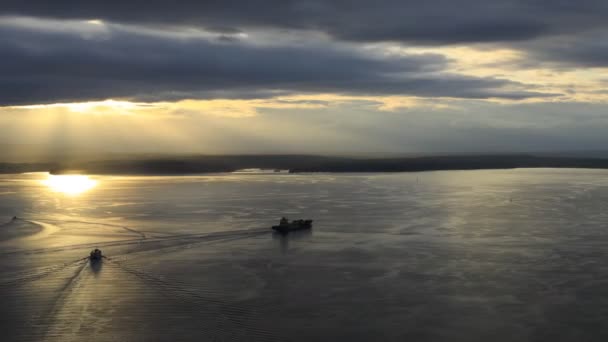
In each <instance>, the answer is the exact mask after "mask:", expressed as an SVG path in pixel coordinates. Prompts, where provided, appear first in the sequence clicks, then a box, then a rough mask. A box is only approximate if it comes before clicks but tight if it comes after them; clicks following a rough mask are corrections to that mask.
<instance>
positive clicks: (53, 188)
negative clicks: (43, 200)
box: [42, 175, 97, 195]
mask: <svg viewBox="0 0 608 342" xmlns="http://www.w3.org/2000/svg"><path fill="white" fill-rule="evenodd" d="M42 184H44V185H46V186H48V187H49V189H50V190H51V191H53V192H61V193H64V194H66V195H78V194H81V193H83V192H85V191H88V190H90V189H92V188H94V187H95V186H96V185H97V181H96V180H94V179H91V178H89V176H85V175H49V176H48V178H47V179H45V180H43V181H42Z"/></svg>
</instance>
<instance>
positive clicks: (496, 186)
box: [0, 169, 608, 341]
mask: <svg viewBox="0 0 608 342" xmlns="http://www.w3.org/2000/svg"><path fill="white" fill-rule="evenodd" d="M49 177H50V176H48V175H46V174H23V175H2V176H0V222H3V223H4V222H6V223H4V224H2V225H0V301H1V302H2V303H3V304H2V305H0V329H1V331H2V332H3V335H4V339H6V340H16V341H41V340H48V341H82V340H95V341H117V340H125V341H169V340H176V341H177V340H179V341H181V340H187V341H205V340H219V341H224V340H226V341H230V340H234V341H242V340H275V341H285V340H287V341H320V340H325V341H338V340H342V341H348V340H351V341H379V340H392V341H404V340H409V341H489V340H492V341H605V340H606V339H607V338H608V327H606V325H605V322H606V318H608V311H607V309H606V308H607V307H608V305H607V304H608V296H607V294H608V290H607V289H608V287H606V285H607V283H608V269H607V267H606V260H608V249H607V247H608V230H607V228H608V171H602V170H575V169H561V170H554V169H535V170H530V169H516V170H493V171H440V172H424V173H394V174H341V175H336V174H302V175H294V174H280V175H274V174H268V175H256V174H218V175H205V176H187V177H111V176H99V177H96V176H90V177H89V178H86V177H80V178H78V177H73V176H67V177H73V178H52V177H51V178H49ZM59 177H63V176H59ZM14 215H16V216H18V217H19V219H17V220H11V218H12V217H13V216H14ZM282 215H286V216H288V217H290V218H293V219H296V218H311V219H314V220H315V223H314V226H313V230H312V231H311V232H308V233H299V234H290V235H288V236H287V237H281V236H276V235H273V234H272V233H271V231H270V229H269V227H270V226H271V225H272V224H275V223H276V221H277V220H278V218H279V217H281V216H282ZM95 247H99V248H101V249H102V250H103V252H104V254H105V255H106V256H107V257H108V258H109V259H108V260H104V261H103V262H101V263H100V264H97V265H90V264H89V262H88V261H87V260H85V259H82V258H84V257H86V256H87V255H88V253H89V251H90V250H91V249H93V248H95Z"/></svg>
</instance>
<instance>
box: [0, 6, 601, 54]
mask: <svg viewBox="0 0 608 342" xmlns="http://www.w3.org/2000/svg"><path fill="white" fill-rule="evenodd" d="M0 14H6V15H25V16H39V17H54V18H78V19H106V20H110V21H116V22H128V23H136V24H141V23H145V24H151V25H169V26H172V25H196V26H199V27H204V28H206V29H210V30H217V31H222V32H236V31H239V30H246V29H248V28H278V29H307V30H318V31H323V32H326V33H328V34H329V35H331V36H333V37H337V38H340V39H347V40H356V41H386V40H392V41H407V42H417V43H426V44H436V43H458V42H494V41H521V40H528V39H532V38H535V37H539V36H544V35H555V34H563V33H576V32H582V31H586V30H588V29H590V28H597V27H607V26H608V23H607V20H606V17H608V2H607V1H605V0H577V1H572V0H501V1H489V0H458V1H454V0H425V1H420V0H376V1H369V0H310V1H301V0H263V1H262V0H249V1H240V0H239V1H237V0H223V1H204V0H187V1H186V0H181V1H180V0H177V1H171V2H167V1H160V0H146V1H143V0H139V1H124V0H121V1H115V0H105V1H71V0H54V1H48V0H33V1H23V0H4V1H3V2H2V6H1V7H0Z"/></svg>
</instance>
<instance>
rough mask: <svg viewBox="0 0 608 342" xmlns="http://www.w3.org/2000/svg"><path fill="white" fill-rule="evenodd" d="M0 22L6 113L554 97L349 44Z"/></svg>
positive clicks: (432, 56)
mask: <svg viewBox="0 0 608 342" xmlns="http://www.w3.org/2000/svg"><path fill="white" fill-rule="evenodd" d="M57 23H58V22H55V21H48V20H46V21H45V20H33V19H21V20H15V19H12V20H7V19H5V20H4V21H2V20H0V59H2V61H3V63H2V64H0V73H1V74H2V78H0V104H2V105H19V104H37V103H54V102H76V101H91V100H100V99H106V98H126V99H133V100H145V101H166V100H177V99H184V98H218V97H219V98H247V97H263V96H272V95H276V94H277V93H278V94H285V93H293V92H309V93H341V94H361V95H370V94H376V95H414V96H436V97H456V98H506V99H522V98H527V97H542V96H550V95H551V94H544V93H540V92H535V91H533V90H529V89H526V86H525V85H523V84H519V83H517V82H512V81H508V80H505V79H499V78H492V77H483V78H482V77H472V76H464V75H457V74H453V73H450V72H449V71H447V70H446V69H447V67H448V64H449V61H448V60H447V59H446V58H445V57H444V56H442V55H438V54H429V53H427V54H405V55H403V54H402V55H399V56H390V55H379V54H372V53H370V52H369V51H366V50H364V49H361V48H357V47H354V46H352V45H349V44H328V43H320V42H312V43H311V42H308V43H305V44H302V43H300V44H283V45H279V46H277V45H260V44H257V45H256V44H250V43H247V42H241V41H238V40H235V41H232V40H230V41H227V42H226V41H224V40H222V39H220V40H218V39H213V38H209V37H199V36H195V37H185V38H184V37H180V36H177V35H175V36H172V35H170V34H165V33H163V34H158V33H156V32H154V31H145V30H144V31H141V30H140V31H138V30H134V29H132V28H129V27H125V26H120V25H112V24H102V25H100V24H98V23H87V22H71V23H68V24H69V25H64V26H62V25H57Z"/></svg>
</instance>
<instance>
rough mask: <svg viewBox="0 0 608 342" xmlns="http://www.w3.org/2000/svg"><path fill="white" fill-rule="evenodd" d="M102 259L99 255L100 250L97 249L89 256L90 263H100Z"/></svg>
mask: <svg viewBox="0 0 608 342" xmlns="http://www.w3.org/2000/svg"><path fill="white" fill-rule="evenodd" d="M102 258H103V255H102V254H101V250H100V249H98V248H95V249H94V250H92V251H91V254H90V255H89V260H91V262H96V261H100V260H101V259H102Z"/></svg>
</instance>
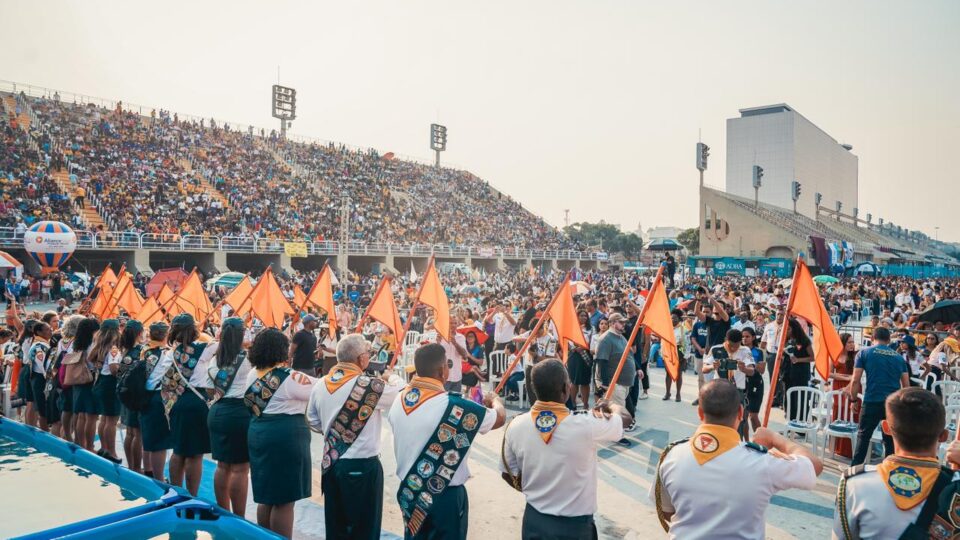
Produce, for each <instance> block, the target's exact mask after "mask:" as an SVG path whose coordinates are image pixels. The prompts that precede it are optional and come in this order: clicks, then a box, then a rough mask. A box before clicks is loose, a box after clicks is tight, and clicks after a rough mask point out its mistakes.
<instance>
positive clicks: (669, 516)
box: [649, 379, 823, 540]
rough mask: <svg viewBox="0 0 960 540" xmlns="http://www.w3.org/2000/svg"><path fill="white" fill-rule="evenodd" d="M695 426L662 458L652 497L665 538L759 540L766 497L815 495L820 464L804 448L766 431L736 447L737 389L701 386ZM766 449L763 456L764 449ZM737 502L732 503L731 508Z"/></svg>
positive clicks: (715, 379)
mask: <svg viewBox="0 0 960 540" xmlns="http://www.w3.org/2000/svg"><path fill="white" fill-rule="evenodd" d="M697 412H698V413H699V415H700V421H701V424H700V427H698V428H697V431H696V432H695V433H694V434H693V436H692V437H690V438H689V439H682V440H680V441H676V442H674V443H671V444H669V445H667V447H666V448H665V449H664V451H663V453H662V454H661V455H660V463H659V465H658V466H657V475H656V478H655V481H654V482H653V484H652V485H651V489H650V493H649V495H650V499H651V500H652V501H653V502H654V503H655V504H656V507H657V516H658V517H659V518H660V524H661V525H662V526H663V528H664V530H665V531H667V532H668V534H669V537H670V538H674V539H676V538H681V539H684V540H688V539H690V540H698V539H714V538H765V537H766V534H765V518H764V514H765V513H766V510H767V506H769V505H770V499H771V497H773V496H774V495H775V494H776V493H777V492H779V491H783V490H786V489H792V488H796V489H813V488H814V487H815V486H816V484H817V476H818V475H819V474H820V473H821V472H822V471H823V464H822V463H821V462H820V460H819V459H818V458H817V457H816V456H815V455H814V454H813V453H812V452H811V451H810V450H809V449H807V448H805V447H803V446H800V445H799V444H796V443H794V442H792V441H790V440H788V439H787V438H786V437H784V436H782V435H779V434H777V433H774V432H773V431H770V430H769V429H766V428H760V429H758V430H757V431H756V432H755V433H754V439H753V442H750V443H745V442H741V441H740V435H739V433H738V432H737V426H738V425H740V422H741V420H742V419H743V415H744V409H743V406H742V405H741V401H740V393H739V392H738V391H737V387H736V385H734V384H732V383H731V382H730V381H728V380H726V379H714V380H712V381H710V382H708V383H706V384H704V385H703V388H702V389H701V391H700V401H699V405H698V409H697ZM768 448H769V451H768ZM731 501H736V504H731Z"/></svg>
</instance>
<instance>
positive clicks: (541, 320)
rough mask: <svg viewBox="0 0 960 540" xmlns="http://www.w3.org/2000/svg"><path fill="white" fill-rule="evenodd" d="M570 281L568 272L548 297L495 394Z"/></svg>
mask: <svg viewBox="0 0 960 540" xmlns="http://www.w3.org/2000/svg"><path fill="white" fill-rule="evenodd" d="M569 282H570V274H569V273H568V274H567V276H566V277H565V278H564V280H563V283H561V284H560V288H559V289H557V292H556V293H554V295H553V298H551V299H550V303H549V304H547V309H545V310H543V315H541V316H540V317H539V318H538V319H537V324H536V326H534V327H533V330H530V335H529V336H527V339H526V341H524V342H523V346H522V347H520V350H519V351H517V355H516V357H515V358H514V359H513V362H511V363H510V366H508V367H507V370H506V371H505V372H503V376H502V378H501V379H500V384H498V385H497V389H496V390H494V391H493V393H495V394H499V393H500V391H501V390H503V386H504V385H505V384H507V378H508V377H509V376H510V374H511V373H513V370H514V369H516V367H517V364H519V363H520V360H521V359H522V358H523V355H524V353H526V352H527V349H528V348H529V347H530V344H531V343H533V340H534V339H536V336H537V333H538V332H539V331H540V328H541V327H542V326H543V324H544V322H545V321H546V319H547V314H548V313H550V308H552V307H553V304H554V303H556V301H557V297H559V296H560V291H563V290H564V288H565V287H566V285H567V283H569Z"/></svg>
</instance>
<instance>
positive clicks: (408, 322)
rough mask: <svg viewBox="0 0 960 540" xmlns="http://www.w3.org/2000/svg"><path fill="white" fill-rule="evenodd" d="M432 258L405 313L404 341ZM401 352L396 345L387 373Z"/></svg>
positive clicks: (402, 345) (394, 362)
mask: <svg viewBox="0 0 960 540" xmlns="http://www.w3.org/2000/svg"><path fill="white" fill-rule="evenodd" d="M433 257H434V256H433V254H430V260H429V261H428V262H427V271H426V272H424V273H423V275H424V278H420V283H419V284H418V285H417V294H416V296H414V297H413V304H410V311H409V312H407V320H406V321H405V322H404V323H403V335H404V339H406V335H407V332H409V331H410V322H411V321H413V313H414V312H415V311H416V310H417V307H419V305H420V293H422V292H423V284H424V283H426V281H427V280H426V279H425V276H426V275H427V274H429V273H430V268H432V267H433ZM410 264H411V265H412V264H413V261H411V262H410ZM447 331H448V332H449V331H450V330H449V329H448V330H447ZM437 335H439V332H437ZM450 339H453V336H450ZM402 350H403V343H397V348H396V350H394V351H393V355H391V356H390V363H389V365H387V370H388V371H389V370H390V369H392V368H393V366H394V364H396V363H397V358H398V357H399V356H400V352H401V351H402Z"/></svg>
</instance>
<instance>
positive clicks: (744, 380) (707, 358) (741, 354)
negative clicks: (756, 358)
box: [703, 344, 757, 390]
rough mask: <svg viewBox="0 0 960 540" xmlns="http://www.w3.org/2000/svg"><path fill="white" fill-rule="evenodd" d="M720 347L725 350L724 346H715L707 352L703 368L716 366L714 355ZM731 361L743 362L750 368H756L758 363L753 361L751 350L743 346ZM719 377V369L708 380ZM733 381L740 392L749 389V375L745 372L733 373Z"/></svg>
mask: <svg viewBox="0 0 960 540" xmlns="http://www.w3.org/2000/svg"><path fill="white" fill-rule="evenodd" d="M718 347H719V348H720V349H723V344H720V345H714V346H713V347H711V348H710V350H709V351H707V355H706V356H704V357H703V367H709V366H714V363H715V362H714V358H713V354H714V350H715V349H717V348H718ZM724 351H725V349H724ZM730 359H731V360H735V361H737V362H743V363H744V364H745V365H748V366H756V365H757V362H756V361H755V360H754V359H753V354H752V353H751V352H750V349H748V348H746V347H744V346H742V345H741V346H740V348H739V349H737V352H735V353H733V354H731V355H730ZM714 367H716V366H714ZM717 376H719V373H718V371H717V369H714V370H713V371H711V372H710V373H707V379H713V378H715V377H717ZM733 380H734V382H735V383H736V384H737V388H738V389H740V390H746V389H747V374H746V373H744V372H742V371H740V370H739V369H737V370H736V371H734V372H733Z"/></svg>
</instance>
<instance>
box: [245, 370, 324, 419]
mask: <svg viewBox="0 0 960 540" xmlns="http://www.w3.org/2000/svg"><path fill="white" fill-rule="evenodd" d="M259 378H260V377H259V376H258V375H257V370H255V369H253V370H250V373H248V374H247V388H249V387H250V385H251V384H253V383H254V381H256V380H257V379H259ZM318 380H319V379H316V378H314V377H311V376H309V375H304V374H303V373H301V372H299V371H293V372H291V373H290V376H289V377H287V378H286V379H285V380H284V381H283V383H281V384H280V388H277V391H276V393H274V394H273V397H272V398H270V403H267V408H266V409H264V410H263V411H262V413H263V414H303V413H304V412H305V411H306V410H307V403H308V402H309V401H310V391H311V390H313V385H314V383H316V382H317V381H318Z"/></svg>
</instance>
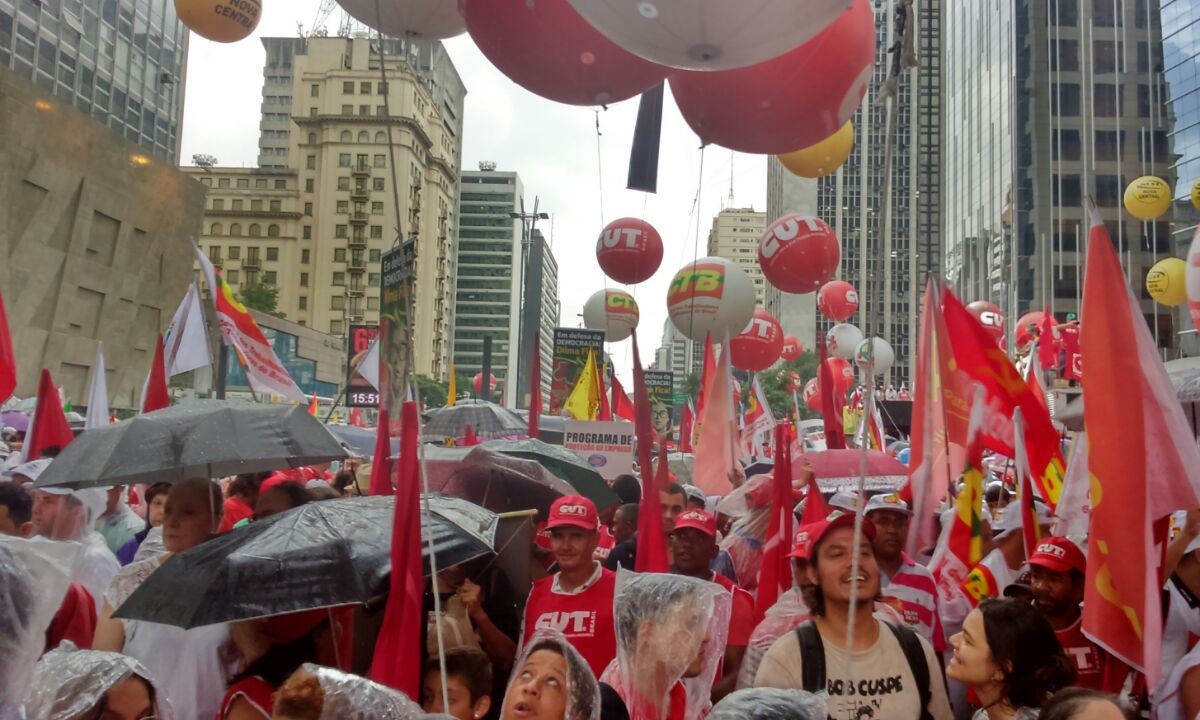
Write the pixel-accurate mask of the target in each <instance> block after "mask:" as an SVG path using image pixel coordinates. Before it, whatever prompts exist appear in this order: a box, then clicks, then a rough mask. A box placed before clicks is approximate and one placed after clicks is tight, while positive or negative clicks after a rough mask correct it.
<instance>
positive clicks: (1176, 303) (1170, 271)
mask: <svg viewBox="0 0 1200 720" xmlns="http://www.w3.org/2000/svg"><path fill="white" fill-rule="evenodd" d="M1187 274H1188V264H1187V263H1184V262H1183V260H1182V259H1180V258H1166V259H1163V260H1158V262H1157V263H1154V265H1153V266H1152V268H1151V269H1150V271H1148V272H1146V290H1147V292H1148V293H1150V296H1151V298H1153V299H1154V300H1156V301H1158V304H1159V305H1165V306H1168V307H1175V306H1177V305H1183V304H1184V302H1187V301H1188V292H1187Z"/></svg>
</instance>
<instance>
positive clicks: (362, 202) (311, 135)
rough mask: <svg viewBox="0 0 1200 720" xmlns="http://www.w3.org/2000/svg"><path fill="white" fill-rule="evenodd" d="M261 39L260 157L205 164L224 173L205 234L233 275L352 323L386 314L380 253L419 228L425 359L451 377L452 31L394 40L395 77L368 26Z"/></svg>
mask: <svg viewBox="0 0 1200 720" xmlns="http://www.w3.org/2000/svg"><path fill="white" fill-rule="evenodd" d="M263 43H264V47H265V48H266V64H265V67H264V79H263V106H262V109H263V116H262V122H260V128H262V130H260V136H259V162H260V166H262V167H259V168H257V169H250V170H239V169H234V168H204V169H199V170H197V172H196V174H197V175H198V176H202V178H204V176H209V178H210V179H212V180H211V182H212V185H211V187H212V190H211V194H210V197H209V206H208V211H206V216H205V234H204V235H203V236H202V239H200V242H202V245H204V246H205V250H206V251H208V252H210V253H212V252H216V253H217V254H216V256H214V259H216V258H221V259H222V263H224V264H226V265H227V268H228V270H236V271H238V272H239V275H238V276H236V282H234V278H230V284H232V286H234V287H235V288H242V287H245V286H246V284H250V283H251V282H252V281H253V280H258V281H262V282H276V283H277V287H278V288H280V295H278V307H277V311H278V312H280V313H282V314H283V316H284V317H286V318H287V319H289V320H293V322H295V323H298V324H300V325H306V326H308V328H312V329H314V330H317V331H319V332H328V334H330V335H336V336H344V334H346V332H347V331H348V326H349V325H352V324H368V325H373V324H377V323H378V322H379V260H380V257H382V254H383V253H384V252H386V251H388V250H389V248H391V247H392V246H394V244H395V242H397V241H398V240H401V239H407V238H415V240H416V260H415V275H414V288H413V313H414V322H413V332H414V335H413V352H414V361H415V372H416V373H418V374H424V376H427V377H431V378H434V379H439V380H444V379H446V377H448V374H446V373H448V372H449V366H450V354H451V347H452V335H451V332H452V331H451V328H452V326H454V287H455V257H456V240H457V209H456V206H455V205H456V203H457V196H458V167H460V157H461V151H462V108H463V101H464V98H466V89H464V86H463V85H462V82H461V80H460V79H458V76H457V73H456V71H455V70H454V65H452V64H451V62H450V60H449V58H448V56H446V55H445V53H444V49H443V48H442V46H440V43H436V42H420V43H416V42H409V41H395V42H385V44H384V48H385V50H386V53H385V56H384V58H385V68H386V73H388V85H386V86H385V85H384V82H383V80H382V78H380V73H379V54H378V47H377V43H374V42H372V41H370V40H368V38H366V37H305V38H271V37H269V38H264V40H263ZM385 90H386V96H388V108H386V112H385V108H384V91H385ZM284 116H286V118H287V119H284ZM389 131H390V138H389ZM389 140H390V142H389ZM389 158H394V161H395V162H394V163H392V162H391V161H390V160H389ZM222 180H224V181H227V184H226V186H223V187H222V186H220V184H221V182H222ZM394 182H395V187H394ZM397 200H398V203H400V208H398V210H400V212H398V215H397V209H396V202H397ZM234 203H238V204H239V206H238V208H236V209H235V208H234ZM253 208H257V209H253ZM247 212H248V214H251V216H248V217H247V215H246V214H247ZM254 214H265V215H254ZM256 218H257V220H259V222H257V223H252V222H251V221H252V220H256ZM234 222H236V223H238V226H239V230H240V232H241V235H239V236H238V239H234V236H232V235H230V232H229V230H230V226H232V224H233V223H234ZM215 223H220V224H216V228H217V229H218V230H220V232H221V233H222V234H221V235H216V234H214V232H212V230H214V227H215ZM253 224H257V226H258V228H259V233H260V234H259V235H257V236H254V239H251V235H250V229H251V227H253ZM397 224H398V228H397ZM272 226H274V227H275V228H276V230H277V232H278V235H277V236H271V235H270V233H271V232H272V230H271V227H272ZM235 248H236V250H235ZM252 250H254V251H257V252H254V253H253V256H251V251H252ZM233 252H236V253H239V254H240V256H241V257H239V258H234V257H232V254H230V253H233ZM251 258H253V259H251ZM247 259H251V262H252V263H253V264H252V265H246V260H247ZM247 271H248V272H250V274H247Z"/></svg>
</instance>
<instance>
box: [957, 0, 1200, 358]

• ASSIGNED TASK: Tally how many lines of the listing above include the string "coordinates", and report that figure by itself.

• RESULT FOR THIS TASK: 3